TEXTO CITADO
19 de noviembre: Santa Matilde de Hackeborn
El ruiseñor de Dios
Entre las figuras más luminosas del monasterio de Helfta en el siglo XIII sobresale Matilde de Hackeborn, mujer de espiritualidad extraordinaria y voz singular de la mística medieval.
Su compañera de comunidad, Gertrudis la Magna, confiesa en el sexto libro del Liber specialis gratiae —obra en la que se recogen las manifestaciones divinas recibidas por Matilde— que cuanto allí se ha consignado representa tan solo una mínima parte de lo que la Santa vivió. Explica, en efecto, que habría sido injusto silenciar dones tan abundantes, porque fueron concedidos por Dios no sólo para Matilde, sino como patrimonio espiritual ofrecido a la Iglesia de todos los tiempos.
Nacida en 1241/42 en el castillo de los Hackeborn —una de las familias más ilustres de Turingia y emparentada con el emperador Federico II—, Matilde creció en un ambiente noble y cultivado. A los siete años visitó junto a su madre a su hermana Gertrudis, ya monja y más tarde abadesa durante cuarenta años, quien había elevado Helfta a centro de alta formación teológica y mística. Fascinada por aquella vida, la joven Matilde deseó quedarse, y fue acogida como educanda. En 1258 se convirtió en monja en la nueva sede del monasterio de Helfta. Desde el inicio se distinguió por su pureza, su celo, su dulzura y su extraordinaria capacidad de entrar en relación con Dios, con María y con los santos.

EJERCICIO ESCRITO A
Según el texto citado, ¿en qué año se hizo monja Matilde en la nueva sede del monasterio de Helfta?
EJERCICIO ESCRITO B
Indica si cada afirmación concuerda con el texto citado, con sí o no y las palabras textuales que lo deciden: (i) Matilde visitó a su hermana Gertrudis a los siete años. (ii) La hermana de Matilde fue abadesa durante veinte años. (iii) La familia Hackeborn estaba emparentada con el emperador Federico II.
Los datos proceden de una fuente distinta a la del texto citado.

DATOS SIN PROCESAR
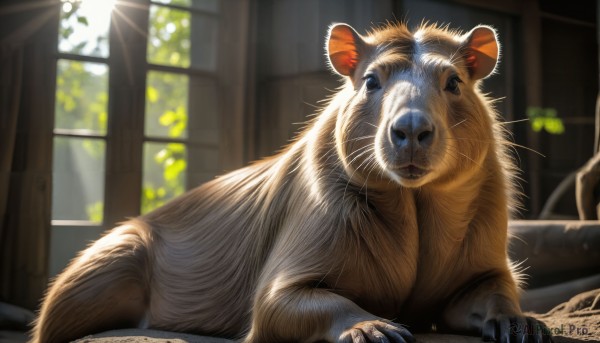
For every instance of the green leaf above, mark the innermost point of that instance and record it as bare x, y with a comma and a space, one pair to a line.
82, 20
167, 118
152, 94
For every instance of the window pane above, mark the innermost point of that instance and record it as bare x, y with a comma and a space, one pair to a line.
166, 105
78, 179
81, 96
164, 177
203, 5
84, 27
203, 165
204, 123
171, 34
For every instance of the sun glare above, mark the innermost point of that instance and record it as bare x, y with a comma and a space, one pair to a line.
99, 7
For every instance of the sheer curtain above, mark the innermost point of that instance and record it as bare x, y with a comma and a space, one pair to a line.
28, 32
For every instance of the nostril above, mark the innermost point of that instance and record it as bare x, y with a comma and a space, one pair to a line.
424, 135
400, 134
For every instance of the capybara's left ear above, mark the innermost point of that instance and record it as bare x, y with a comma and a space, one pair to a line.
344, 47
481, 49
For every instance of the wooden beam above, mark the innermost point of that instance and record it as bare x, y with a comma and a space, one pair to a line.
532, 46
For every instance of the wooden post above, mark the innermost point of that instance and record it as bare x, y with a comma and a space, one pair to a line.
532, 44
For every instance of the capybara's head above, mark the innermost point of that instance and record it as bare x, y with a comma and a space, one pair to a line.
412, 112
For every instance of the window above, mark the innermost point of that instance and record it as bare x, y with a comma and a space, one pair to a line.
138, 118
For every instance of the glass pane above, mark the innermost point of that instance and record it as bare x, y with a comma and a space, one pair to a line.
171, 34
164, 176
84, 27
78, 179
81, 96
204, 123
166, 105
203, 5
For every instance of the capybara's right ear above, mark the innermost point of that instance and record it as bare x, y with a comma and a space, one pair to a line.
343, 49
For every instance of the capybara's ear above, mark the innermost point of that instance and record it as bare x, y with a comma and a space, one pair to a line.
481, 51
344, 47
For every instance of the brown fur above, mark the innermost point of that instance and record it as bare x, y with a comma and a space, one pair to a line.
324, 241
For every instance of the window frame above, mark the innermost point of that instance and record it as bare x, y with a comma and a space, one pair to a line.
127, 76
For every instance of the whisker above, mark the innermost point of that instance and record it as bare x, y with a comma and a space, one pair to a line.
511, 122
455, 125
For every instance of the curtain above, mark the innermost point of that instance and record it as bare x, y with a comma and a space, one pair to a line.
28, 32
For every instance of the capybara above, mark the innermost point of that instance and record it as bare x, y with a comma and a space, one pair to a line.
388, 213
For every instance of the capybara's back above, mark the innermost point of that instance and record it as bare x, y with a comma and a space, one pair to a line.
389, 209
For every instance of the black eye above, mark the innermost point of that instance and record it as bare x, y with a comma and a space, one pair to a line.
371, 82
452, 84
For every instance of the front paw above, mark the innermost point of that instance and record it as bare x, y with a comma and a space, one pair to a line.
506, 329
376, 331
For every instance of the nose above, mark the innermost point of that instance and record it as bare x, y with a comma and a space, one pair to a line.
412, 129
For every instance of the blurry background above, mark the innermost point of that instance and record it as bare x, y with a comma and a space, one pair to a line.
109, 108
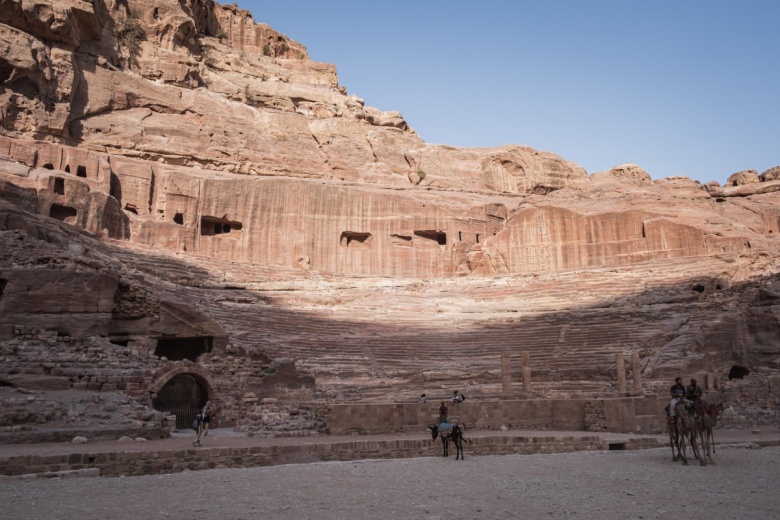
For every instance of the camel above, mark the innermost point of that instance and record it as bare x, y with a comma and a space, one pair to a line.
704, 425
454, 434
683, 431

---

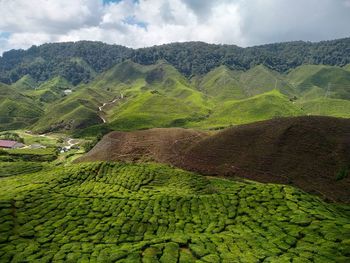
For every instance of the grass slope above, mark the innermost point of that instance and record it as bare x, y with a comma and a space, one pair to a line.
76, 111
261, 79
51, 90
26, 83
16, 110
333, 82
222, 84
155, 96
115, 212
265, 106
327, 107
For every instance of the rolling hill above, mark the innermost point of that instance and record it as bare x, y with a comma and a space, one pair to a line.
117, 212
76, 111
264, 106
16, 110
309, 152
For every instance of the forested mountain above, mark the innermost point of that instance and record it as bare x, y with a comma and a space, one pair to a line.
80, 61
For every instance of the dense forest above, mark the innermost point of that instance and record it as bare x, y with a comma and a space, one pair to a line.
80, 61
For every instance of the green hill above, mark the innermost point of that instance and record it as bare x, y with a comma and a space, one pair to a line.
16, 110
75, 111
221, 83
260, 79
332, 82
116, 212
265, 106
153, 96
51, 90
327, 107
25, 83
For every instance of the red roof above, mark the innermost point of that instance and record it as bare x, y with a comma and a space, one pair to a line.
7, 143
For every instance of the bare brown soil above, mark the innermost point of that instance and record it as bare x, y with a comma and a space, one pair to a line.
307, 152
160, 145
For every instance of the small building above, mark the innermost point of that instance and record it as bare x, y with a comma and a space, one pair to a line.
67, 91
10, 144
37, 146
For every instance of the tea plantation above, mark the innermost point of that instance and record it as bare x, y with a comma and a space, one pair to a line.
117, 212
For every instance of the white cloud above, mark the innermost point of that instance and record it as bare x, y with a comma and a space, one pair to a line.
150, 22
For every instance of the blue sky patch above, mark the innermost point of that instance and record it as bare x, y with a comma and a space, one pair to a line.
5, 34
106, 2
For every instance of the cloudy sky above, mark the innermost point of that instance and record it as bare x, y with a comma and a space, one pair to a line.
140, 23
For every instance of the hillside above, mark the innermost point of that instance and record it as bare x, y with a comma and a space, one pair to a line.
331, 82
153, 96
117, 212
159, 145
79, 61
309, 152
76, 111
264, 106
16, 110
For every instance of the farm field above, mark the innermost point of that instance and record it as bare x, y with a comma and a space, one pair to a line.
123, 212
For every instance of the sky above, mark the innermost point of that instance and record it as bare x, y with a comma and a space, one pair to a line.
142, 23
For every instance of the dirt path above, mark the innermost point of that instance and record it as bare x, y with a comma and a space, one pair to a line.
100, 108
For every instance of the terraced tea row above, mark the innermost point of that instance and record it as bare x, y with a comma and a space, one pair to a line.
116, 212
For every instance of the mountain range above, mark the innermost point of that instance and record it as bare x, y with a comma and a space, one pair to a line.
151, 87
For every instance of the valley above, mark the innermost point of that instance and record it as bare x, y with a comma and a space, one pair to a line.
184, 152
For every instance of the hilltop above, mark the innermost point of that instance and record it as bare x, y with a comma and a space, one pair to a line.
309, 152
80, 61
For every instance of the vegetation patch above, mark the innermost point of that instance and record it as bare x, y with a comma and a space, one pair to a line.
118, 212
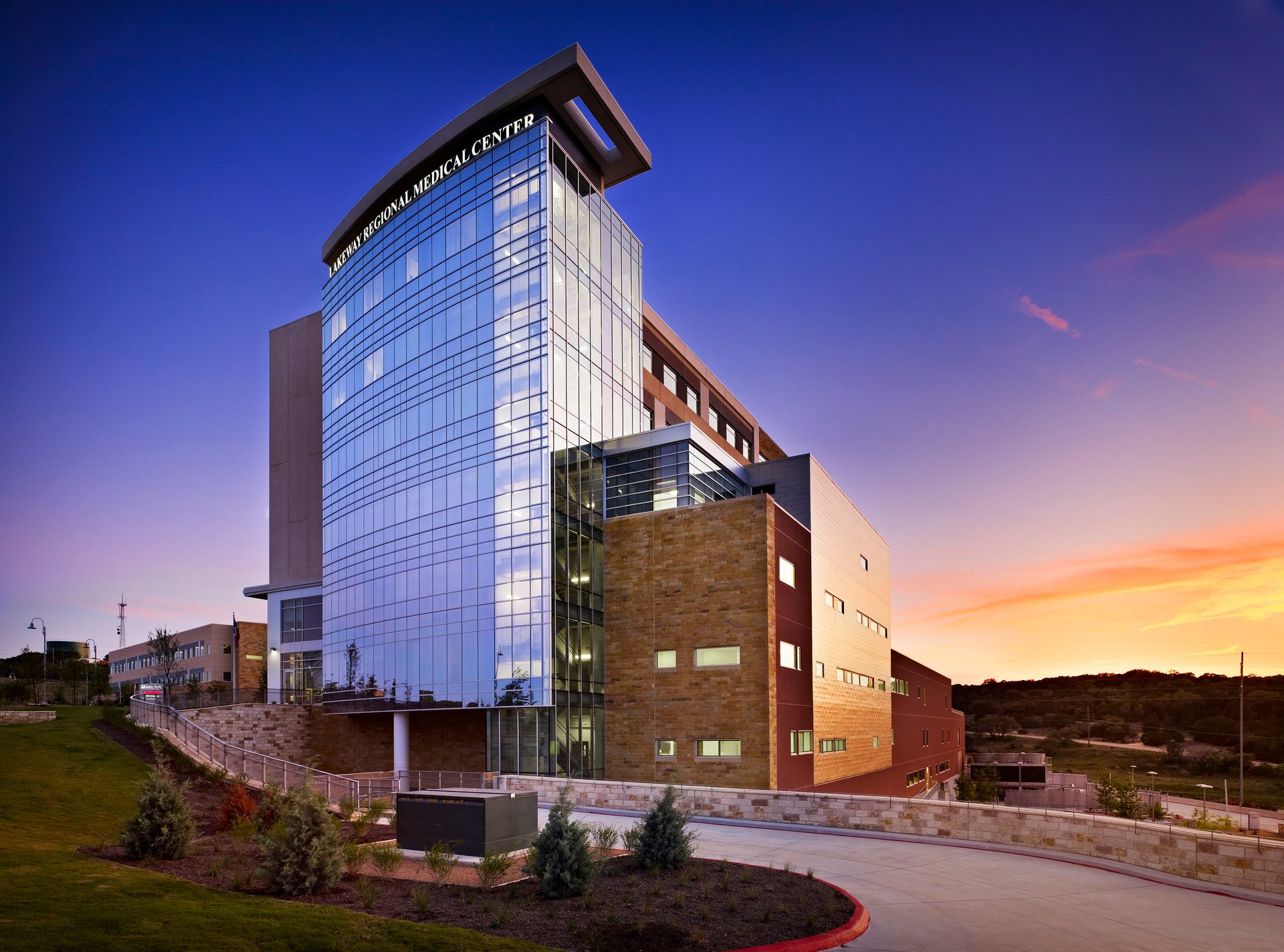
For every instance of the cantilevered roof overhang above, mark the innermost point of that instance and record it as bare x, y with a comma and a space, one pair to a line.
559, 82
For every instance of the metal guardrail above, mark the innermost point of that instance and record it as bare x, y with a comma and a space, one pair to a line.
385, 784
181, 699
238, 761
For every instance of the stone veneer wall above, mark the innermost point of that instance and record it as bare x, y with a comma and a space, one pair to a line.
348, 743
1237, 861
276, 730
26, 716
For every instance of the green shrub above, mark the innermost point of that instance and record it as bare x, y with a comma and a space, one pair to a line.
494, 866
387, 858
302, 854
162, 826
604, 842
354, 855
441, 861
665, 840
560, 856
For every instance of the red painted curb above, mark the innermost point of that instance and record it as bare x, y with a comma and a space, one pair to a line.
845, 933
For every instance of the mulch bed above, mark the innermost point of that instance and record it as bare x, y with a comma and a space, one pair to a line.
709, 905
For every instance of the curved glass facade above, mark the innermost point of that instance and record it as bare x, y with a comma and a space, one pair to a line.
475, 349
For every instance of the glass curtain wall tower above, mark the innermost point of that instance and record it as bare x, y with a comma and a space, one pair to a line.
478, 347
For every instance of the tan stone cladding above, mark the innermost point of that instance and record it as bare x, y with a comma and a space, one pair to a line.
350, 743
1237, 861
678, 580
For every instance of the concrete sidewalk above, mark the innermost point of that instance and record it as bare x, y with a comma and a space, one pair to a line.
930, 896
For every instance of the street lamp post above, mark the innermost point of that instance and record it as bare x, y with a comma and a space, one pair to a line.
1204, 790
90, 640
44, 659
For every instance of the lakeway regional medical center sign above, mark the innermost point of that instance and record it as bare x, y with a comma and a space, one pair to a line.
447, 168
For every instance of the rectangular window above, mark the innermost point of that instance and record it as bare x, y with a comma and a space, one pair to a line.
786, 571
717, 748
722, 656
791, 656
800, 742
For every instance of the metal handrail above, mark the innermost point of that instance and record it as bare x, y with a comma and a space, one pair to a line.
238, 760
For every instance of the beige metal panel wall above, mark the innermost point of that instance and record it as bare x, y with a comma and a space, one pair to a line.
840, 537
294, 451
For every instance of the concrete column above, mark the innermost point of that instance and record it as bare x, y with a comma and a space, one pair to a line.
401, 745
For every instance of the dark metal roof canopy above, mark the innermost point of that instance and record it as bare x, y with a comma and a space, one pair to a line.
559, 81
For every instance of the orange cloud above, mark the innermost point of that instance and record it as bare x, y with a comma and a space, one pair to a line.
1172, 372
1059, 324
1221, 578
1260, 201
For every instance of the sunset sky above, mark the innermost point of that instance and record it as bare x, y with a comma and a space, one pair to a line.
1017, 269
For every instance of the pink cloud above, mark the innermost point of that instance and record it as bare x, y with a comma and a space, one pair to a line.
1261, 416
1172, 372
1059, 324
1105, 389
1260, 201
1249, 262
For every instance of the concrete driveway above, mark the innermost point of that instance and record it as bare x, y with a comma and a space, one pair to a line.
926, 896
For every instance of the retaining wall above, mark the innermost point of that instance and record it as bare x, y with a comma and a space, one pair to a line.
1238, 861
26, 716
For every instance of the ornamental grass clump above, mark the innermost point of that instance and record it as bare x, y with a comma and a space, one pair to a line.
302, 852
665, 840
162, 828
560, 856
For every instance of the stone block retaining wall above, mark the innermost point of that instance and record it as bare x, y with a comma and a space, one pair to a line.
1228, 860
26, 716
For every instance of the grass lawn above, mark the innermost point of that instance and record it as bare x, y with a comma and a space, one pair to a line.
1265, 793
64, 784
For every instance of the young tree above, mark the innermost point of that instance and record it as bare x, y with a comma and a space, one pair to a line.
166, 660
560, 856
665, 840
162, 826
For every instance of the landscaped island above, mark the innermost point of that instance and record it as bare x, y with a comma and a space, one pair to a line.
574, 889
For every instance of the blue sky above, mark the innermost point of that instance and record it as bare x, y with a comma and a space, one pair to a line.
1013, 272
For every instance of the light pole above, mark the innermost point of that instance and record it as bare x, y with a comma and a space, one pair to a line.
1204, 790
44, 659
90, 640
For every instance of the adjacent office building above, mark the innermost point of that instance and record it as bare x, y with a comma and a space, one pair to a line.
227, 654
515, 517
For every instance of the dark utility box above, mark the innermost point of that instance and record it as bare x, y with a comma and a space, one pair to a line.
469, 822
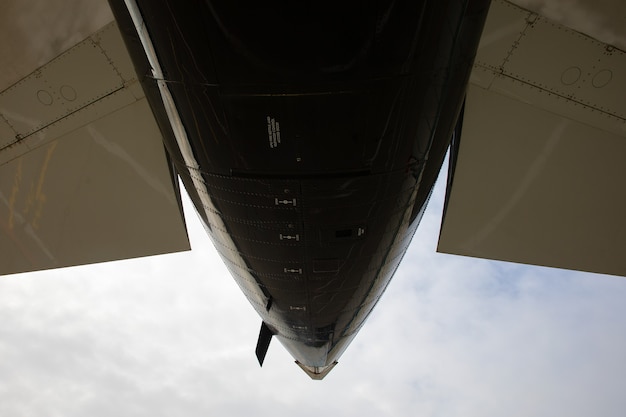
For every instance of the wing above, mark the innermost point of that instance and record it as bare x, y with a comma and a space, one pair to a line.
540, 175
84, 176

SOLUCIÓN ESCRITA A
En 1258.

SOLUCIÓN ESCRITA B
(i) Sí: «A los siete años visitó junto a su madre a su hermana Gertrudis».
(ii) No: «más tarde abadesa durante cuarenta años».
(iii) Sí: «emparentada con el emperador Federico II».